Where a line below holds the string "query", that line goes into the answer.

INFORMATION GIVEN Block Start

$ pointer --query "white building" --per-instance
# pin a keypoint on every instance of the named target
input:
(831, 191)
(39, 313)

INFORMATION GIVEN Block End
INFORMATION GIVEN Block Start

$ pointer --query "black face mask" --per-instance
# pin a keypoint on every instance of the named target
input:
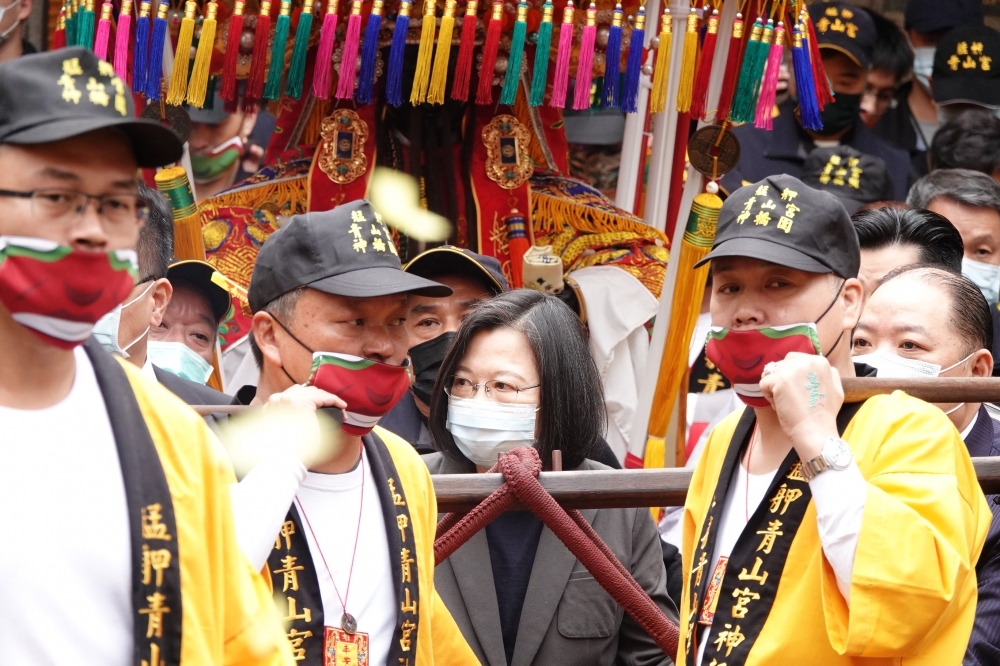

INFORMATION GIVEN Block End
INFORMATION GIVEN Block Start

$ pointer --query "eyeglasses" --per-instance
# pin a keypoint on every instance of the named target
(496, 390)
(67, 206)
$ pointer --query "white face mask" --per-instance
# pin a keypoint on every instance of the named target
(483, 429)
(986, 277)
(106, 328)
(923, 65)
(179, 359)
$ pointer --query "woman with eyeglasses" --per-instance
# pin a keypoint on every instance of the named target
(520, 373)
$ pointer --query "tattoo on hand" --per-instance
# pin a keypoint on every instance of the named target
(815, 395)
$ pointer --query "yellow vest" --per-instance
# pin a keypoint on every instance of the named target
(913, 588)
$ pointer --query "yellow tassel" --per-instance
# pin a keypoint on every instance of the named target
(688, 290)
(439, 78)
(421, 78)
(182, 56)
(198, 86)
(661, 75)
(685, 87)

INFORMATION GIVEN Block End

• ANSWER AREA:
$ pointer --query "white building" --per-instance
$ pointer --query "black face mask" --per-instance
$ pointer --query "eyeglasses" --per-instance
$ pointer --query "white face mask" --per-instance
$ pointer --query "woman with eyeglasses" --per-instance
$ pointer --query "tattoo on hand" --per-instance
$ pointer --query "yellow vest" --per-instance
$ pointer --query "yellow tassel" --per-instance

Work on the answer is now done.